* **PAGE EXCERPT**

-- BEGIN --

# I need a comparsion between Marware Eco-Flip and M-edge Flip Jacket



## carebear (Jan 1, 2010)

I just received a Kindle 2 for Christmas and I am looking for a cover. I plan to keep the Kindle 2 in the cover all of the time for maximum protection. 
My husband has had a Kindle 2 for about a year and the Amazon cover. I have used his Kindle in the cover and I have concluded that I do not really like the Amazon cover for several reasons. I am left-handed and find that holding the Kindle in my left hand is uncomfortable, it applies pressure to the palm of my hand.

So, I decided that all book type covers will cause the same problem. Even though I love the Obernon covers and I have emailed them to find out if they plan to make a flip top cover.

I have narrowed my search to 2 flip top covers. I have seen a good review of the Marware Eco-flip (http://www.marware.com/products/Kindle2/Eco-Flip-for-Kindle-2-0) but not for the M-edge flip Jacket (http://www.amazon.com/M-Edge-Kindle-Jacket-Display-Generation/dp/B002YGQAXO/ref=wl_it_dp_o?ie=UTF8&coliid=IRHCVHQYU1RW0&colid=2WIRS41OSSERU). Does anyone have any comments on these covers, especially the M-edge flip Jacket?

-- END --

* **REQUIRED TASKS**
**1)** Name every Kindle cover brand or product mentioned in the Kindle cover forum post.
**2)** According to the Kindle cover forum post, what discomfort does the poster have when holding the Kindle in the Amazon cover?

* **EXTRACTED INFORMATION**
-- BEGIN --

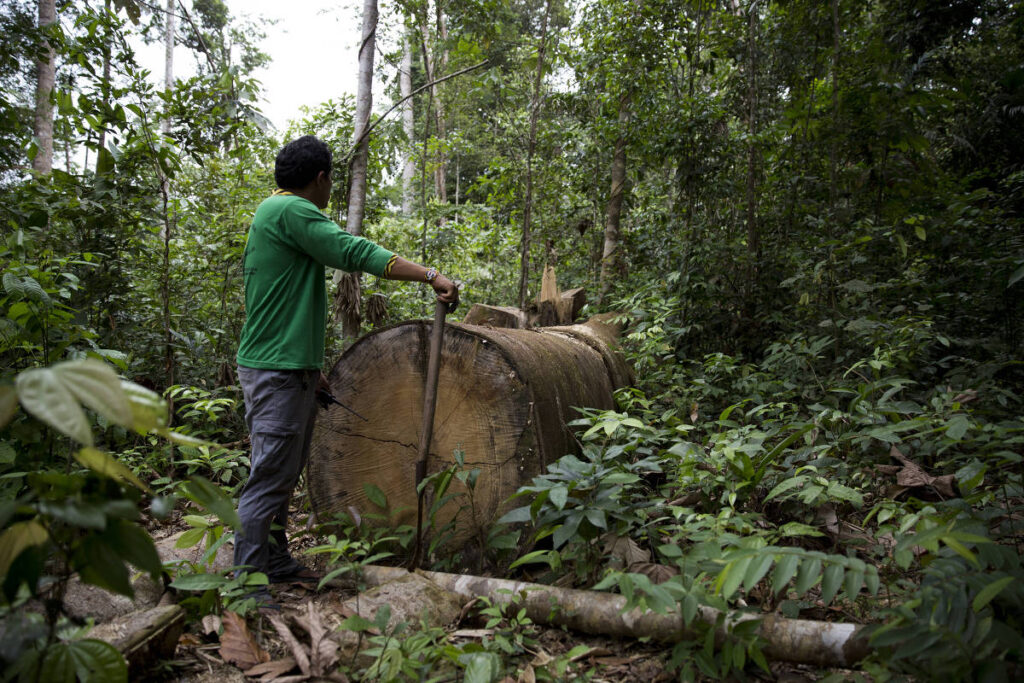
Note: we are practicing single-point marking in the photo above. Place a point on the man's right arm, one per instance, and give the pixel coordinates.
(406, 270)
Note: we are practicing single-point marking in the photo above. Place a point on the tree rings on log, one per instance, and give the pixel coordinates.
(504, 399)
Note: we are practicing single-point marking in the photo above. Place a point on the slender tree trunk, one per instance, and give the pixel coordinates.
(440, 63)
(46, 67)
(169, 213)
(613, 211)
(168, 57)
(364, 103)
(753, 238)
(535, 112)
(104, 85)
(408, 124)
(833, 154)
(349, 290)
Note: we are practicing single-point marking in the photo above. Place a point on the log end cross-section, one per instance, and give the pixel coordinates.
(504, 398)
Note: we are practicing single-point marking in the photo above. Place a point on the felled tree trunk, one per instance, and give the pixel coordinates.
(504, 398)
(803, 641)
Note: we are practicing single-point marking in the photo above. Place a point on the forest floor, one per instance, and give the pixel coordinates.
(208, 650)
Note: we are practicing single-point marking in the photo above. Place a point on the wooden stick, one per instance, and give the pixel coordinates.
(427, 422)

-- END --
-- BEGIN --

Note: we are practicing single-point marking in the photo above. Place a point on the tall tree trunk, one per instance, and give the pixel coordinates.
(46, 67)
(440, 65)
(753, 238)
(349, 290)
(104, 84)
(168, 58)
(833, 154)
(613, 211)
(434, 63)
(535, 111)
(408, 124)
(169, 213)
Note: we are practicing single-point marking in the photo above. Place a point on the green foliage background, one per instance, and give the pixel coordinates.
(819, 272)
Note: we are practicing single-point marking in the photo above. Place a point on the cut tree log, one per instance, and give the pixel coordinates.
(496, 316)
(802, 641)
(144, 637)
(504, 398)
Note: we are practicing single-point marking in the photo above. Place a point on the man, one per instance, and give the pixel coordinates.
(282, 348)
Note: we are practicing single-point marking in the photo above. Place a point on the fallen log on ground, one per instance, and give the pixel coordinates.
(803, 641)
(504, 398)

-- END --

* **REPLIES**
**1)** Amazon cover, Obernon covers, Marware Eco-Flip, M-edge Flip Jacket

**2)** Being left-handed, the poster finds holding it in the left hand uncomfortable because it presses on the palm.